Aim of the exercise -> Copy the forum thread below on why an R histogram shows densities above 1, word for word and in full.

Document section ->
2

I've tried different functions and several different arguments but the histogram

hist(estimator, probability=T, br=5)

isn't showing densities on the y-axis no matter what plotting function or argument I choose. The vector "estimator" contains 100 values around between 0.4 and 0.6.

To be precise: the way by creating an hist object, then calculate and change the densities and plot it again by plot() works, but I don't want the hist object to be plotted in the first place :/ Plot

Zong
  • 6,160
  • 5
  • 32
  • 46
Martin Schmelzer
  • 23,283
  • 6
  • 73
  • 98
  • What is it showing instead? When I run: `estimator=rnorm(100); hist(estimator, probability=TRUE, br=5)` The y-axis looks like density to me! – Justin Nov 28 '12 at 22:41
  • 1
    I'm guessing it is showing a density but you're under the mistaken assumption that a density can't be greater than 1? – Dason Nov 28 '12 at 22:43
  • i added the hist i get when i use just the command above. i could go the way i described above by saving the hist as an object, adjust the densities and plot it again. but then 2 plots are drawn. thats not what i want. – Martin Schmelzer Nov 28 '12 at 22:47
  • I don't think I like what you're doing but if you just want to suppress the actual plotting of the histogram then you can use `plot=FALSE` as a parameter. This is in `?hist` – Dason Nov 28 '12 at 22:56

1 Answers1

8

When you specify probability=T (or better yet probability=TRUE so that you don't get messed up if T is changed to something besides TRUE) is a scaling such that the entire area of the histogram bars add to 1, since the width of your bars is quite a bit less than 1 the heights need to be greater than 1 so that the areas all add to 1. This makes it easy to superpose a density estimate curve or a theoretical density curve or add other references.

Data section ->
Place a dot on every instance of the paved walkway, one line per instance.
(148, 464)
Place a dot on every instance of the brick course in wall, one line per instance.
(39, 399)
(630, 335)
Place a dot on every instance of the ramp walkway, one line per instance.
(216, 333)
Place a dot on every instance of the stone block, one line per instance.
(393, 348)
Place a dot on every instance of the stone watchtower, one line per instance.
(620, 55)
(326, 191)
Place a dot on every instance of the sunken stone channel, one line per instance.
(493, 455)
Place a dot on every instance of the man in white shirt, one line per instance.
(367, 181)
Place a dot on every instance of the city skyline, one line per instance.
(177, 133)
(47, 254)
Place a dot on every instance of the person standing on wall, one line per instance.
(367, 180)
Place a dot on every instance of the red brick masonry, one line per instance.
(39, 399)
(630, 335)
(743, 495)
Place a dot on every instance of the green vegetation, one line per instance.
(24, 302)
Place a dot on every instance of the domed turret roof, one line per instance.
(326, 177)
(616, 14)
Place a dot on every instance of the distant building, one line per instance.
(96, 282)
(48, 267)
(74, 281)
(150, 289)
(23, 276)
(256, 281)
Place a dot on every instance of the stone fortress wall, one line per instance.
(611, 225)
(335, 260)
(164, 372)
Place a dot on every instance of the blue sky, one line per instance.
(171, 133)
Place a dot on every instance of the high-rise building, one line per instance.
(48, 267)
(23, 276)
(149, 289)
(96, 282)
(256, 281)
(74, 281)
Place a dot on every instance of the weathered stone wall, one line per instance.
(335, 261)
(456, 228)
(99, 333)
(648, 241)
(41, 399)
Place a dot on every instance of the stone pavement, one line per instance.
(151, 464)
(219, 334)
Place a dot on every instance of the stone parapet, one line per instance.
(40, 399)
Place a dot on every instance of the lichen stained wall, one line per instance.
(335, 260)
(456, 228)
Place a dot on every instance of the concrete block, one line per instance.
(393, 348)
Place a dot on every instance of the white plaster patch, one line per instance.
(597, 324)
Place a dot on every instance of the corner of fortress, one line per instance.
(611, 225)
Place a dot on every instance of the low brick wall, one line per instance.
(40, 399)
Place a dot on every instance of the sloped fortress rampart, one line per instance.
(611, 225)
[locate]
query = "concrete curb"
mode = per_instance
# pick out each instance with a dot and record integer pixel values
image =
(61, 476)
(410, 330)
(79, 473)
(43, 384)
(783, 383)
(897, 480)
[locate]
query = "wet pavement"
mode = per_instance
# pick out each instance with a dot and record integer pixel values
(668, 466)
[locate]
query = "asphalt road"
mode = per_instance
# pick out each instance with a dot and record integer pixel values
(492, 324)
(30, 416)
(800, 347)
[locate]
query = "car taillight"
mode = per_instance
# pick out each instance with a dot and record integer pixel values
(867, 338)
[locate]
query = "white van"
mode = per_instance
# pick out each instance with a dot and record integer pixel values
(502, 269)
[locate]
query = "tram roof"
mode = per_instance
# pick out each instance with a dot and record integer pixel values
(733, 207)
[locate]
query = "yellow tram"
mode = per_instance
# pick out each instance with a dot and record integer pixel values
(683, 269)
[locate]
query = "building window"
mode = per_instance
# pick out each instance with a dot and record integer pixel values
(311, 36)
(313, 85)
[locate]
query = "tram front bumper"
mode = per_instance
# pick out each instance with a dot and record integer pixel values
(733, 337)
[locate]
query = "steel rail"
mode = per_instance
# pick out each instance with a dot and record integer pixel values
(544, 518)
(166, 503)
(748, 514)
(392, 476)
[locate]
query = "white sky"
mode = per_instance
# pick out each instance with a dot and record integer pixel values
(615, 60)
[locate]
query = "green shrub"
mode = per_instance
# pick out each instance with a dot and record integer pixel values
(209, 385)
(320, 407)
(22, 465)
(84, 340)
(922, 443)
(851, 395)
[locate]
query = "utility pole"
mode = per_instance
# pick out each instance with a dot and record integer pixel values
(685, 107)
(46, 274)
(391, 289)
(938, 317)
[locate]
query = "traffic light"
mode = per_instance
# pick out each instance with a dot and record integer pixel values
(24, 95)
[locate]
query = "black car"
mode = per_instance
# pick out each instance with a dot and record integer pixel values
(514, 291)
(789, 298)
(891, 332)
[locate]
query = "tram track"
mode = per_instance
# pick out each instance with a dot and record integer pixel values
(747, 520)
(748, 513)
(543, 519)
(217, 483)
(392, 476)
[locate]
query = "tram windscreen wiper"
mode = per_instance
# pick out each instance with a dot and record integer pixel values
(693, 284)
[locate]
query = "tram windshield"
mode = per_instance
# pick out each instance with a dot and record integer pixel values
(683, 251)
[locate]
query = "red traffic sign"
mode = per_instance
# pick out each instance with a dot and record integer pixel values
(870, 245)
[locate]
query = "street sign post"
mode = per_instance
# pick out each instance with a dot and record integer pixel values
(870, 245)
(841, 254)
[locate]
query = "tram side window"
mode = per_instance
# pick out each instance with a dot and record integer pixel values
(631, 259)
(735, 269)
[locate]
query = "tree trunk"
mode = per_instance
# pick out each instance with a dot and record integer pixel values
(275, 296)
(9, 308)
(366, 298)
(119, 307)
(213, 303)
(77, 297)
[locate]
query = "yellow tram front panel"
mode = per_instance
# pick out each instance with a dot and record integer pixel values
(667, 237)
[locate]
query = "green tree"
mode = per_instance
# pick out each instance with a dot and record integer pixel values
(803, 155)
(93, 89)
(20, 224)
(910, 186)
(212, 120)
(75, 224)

Task output ->
2

I've tried different functions and several different arguments but the histogram

hist(estimator, probability=T, br=5)

isn't showing densities on the y-axis no matter what plotting function or argument I choose. The vector "estimator" contains 100 values around between 0.4 and 0.6.

To be precise: the way by creating an hist object, then calculate and change the densities and plot it again by plot() works, but I don't want the hist object to be plotted in the first place :/ Plot

Zong
  • 6,160
  • 5
  • 32
  • 46
Martin Schmelzer
  • 23,283
  • 6
  • 73
  • 98
  • What is it showing instead? When I run: `estimator=rnorm(100); hist(estimator, probability=TRUE, br=5)` The y-axis looks like density to me! – Justin Nov 28 '12 at 22:41
  • 1
    I'm guessing it is showing a density but you're under the mistaken assumption that a density can't be greater than 1? – Dason Nov 28 '12 at 22:43
  • i added the hist i get when i use just the command above. i could go the way i described above by saving the hist as an object, adjust the densities and plot it again. but then 2 plots are drawn. thats not what i want. – Martin Schmelzer Nov 28 '12 at 22:47
  • I don't think I like what you're doing but if you just want to suppress the actual plotting of the histogram then you can use `plot=FALSE` as a parameter. This is in `?hist` – Dason Nov 28 '12 at 22:56

1 Answers1

8

When you specify probability=T (or better yet probability=TRUE so that you don't get messed up if T is changed to something besides TRUE) is a scaling such that the entire area of the histogram bars add to 1, since the width of your bars is quite a bit less than 1 the heights need to be greater than 1 so that the areas all add to 1. This makes it easy to superpose a density estimate curve or a theoretical density curve or add other references.